> _Quoted passage_:
What Students Should Do

Of course, students themselves need to see the value of meaningful industry collaboration. Many students, especially in India, are so dead set on getting a lucrative job after graduation that they tend to miss the most of what college is teaching them. Students seem to want to learn the skills to land that first job, exclusive of almost anything else. Their mindset also needs to look beyond the ‘job’ as the only way to fulfil career aspirations. A job is all well and good, but there are so many other career experiences one can follow to achieve professional growth. Design students should be made to see the career value in research, writing, business, entrepreneurship, and other aspects of life that are tangential but related to their chosen design discipline. Getting hung up on learning X or Y software suite can be a waste of energy and attention in college. The deeper learning is about independence, decision-making, communication, articulation, reflection, observation, time management, task management, and myriad other parameters that are what the design industry is actually looking for, beyond simply X or Y software proficiency. Design education (like the profession) is more than just an aggregate of skills, and if industry needs to accept this, then likewise so do students and faculty.


This article may come across as being overly defensive, but I’ve also tried to offer solutions to the problem of industry-academic mismatch. Both sides of this problem need to see each other less as vendors or customers and more as partners and collaborators. Indeed, this is what many academicians and professionals say they want to do, but there are things they can initiate that can make this easier. Mindset change is the beginning of it, followed by real (not superficial) integration and cooperation. Either side can’t just add collaborate to business-as-usual; the fundamental model must significantly change.

> _Records provided_:
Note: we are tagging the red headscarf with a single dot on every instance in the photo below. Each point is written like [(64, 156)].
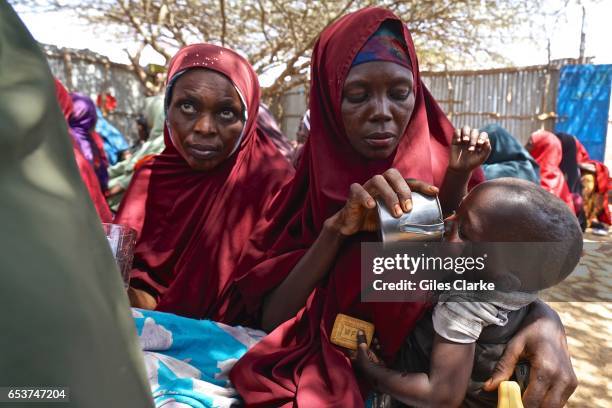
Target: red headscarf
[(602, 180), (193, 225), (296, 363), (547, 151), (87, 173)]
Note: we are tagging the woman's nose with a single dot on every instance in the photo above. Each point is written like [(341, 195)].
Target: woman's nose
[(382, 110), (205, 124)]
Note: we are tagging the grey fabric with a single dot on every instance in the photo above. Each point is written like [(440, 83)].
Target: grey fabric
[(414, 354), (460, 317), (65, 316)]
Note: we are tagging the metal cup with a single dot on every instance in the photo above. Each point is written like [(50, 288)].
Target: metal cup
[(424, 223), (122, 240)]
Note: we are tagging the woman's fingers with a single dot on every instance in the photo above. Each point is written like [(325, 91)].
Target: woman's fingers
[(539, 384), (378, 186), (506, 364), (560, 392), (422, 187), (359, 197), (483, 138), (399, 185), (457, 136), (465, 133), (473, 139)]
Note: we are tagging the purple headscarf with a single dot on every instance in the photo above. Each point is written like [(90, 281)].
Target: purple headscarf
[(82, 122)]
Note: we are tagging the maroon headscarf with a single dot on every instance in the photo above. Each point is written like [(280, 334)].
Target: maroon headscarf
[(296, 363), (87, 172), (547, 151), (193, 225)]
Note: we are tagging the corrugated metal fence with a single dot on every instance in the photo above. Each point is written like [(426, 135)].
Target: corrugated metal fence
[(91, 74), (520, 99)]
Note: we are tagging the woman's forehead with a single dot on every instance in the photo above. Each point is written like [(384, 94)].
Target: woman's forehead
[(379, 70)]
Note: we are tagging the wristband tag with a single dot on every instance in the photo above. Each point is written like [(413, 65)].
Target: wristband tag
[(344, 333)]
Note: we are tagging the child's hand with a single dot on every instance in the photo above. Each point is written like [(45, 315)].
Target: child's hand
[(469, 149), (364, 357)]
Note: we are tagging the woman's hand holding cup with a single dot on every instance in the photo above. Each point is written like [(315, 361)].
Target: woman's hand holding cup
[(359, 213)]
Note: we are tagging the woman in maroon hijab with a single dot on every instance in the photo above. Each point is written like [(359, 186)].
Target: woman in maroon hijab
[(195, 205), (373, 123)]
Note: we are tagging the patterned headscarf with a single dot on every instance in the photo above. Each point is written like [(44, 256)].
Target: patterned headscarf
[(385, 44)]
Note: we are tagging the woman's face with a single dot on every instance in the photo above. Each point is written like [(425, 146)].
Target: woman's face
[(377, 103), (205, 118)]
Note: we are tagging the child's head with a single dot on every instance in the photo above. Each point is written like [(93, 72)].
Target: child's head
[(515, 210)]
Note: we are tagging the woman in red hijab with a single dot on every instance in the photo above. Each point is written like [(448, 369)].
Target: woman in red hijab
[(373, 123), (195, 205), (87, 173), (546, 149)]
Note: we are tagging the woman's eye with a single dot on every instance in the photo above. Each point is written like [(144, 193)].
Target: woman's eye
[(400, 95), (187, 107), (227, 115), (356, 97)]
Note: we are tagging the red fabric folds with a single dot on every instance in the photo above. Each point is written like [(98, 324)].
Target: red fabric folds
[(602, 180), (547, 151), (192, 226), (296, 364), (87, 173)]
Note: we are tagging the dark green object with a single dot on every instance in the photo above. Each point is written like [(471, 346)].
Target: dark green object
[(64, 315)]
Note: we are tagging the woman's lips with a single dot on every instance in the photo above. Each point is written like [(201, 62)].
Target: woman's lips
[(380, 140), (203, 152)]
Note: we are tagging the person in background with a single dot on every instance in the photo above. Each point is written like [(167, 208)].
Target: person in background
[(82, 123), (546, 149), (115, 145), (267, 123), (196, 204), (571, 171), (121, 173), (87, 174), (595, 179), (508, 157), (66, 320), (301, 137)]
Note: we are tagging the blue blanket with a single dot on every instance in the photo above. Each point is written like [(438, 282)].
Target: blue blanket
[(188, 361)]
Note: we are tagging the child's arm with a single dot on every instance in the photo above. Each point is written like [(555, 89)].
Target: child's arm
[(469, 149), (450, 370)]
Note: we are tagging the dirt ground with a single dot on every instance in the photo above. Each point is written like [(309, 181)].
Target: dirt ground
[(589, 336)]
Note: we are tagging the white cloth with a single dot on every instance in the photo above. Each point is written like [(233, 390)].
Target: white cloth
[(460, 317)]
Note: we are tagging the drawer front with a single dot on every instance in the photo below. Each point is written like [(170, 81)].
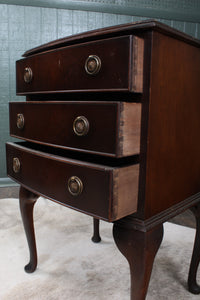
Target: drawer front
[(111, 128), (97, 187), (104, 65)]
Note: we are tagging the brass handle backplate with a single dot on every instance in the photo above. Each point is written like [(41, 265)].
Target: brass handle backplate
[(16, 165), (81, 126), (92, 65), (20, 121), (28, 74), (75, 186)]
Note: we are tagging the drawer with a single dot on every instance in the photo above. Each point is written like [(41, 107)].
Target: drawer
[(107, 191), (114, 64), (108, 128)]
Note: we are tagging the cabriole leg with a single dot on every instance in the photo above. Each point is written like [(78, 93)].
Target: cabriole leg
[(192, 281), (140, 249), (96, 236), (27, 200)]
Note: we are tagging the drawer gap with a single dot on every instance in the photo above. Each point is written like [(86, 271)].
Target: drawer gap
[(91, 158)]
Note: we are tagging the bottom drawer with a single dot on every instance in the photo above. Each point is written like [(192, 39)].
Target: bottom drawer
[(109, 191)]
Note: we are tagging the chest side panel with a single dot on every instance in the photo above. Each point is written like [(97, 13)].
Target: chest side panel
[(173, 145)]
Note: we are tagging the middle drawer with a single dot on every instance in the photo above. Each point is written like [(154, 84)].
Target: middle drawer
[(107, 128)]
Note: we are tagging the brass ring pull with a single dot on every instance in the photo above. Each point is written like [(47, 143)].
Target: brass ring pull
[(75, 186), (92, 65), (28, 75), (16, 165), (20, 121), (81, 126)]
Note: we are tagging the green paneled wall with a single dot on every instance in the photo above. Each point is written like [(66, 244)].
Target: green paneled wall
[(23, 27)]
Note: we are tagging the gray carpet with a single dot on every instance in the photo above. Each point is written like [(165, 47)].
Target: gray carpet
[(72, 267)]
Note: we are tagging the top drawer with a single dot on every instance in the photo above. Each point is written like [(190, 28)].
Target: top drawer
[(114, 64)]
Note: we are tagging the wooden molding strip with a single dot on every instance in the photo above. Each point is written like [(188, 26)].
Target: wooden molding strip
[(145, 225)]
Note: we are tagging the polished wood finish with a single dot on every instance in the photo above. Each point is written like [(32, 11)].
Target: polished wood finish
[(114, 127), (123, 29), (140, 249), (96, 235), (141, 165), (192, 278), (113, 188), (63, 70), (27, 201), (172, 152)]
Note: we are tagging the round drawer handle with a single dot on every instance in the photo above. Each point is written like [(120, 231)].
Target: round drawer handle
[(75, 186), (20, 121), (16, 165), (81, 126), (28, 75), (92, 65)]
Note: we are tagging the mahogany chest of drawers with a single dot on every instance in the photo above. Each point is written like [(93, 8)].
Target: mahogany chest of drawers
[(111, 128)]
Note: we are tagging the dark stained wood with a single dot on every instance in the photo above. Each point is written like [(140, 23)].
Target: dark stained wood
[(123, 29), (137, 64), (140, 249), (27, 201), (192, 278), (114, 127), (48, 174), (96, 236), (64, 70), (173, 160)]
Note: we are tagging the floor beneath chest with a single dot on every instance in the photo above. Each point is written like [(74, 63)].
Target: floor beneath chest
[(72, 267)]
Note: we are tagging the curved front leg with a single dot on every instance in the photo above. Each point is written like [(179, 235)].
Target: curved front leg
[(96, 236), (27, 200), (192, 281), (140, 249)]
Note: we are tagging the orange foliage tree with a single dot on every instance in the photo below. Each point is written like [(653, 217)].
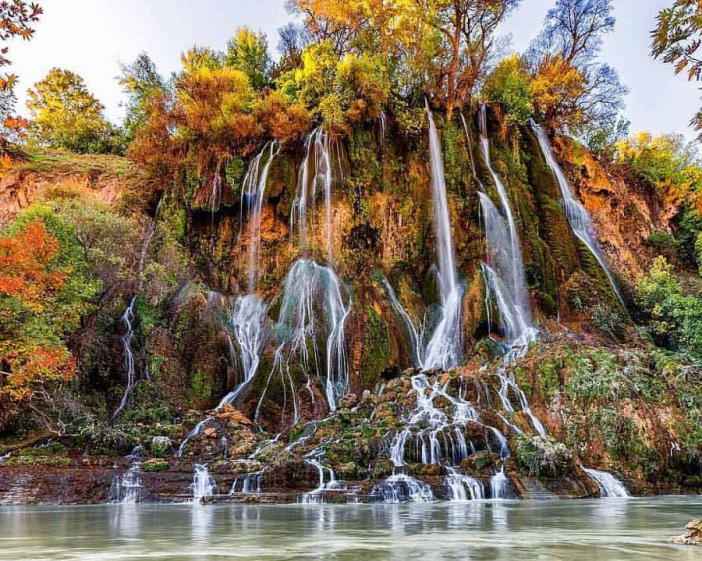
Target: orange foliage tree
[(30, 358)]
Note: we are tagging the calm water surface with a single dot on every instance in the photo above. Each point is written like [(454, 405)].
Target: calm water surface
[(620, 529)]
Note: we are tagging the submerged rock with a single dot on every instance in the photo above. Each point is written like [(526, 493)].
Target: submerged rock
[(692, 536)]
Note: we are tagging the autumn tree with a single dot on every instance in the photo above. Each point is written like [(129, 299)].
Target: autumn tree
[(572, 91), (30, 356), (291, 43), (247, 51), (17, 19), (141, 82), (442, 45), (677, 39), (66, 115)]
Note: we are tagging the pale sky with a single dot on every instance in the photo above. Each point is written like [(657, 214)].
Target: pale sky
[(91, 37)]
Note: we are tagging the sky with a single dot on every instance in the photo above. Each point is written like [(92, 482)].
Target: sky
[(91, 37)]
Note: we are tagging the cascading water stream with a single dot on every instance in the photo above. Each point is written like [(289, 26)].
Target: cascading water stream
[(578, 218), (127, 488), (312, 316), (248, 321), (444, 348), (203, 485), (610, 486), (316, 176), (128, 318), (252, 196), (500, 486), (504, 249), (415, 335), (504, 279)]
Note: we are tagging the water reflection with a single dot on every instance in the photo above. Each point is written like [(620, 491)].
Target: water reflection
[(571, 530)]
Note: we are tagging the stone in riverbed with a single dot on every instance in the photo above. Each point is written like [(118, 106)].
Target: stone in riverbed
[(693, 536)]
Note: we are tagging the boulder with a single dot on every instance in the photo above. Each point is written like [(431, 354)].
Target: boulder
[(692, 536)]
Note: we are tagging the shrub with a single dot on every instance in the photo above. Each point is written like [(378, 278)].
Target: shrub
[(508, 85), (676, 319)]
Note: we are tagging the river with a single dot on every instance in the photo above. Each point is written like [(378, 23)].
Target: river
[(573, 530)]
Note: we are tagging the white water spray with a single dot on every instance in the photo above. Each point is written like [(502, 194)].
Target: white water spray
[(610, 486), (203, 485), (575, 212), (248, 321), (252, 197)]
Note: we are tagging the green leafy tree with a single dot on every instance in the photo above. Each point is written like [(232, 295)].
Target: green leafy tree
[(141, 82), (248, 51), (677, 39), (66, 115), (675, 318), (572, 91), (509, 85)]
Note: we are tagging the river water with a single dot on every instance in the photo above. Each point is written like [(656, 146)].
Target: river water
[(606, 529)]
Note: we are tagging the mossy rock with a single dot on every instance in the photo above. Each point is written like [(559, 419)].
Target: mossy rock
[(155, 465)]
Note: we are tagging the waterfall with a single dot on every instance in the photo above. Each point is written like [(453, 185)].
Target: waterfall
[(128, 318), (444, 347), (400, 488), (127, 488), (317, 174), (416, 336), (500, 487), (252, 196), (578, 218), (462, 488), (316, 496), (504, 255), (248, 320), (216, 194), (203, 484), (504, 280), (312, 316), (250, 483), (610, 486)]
--
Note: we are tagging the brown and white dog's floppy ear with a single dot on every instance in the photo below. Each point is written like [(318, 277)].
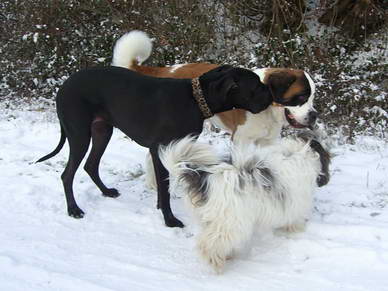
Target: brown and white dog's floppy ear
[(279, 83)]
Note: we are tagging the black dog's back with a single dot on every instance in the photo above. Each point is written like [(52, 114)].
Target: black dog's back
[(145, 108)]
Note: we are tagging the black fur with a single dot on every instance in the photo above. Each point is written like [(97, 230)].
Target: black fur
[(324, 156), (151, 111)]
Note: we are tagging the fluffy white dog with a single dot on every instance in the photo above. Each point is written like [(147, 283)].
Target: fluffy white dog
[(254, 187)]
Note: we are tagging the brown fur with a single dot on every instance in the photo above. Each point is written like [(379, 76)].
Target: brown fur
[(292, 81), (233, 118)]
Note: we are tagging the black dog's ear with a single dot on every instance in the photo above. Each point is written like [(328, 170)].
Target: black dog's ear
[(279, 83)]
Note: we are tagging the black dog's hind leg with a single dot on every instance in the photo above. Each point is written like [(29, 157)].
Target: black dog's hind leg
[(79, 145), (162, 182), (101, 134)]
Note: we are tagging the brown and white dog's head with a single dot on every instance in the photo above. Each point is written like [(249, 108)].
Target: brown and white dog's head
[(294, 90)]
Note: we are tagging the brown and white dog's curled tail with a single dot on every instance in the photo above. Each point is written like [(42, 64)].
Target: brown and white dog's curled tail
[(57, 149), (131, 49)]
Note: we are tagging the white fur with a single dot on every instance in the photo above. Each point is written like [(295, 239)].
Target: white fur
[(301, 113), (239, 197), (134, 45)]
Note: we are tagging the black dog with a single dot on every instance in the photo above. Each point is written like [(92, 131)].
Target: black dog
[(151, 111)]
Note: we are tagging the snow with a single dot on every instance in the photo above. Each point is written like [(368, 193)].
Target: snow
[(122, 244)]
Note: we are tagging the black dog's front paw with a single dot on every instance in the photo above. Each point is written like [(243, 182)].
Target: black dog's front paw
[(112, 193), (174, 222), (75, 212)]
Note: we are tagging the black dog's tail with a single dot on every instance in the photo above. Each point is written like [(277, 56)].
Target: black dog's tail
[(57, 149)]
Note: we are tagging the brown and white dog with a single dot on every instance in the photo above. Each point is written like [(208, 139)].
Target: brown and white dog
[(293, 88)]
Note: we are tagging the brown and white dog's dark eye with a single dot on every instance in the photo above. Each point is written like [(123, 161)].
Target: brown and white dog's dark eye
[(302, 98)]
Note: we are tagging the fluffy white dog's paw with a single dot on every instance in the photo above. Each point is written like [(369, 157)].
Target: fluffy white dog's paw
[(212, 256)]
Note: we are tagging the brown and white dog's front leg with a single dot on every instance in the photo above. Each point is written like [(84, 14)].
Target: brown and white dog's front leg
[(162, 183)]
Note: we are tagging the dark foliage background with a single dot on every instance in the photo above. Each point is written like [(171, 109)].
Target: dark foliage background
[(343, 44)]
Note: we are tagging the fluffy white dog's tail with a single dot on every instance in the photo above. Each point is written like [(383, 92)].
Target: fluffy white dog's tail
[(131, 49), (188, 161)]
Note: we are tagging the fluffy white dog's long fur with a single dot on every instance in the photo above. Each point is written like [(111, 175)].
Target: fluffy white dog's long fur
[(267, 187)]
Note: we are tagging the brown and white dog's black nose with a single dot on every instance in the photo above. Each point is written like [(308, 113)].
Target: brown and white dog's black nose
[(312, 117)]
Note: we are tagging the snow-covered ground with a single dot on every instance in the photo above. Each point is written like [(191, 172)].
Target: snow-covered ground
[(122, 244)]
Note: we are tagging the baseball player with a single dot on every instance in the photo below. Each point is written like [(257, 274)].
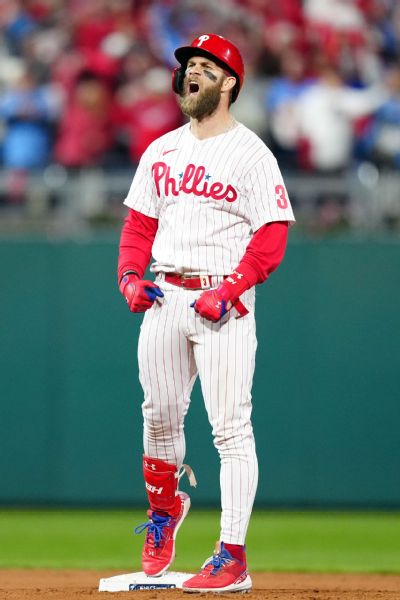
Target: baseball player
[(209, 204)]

> _To-do list_:
**A)** In the passage on design education, what should the two sides of the industry-academic mismatch see each other as, rather than as vendors or customers?
**B)** Print the passage on design education from "This article may" up to and including "must significantly change.".
**C)** Proceed with the passage on design education, picking up right after its last sentence.
The lines have no connection to the passage on design education.

> _Replies_:
**A)** They should see each other as partners and collaborators.

**B)**
This article may come across as being overly defensive, but I’ve also tried to offer solutions to the problem of industry-academic mismatch. Both sides of this problem need to see each other less as vendors or customers and more as partners and collaborators. Indeed, this is what many academicians and professionals say they want to do, but there are things they can initiate that can make this easier. Mindset change is the beginning of it, followed by real (not superficial) integration and cooperation. Either side can’t just add collaborate to business-as-usual; the fundamental model must significantly change.

**C)**
the academics/industry gap in india

A while ago, I was invited to speak at a conference session in Delhi conducted by CII (Confederation of Indian Industry) whose theme was Bridging the Gap Between Academics and Industry. Along with me on the panel were some important people in education from prestigious institutions, although I was the sole panelist from a design college. Their stimulating words gave me a lot to think about and my own talk reflected on their valuable insights. It was clear from the comments during and after the panel that many people from academics and industry believe that there is a wide gap between what students in higher education are taught and what the industry expects of them when they graduate, and that there’s an urgent need to narrow that gap significantly, considering India is cascading into a turbulent period of economic and social uncertainty. Admittedly, I truly don’t believe that anyone is 100% sure how exactly to prepare our students for the future when the future itself is so ambiguous.

The panel at the CII conference on”Bridging the Gap Between Academics and Industry.

What did became clear to me were two things: First, that our traditional educational systems are designed for the present situation (and arguably even the past), and that we need to significantly overhaul the entire structure and prepare students for uncertainty by making them more adaptable to new paradigms. Second, I felt that the Academics/Industry Gap is actually more a perception than reality.

To address the first issue, we need to reevaluate existing educational models from top to bottom — in the private, non-profit, and governmental sectors, and in both schooling and higher education. Society seems to demand that traditional paradigms — degrees, fixed curricula, and numerous rules and regulations — lead to academic quality, but that is clearly not the case. Requiring all new higher-ed teachers to have PhD’s, for example, is not necessarily going to improve teaching in the classroom nor produce better graduates. Such teachers may have more domain knowledge, but does that necessarily mean they are better at teaching? I don’t believe so. Look to sports and you can find numerous examples of average players becoming excellent coaches, and vice versa. Society should start to accept that many of our recognized educational models are often outmoded and are designed for a fixed set of outcomes based on known scenarios, whereas the current need is to embrace non-traditional approaches plus different ways to produce and measure quality.

And I don’t automatically think we need to look only to the West for this, by the way. India’s own rich and ancient history has numerous examples of adaptive teaching methods, so as a start we can certainly look within in our own culture for the answers.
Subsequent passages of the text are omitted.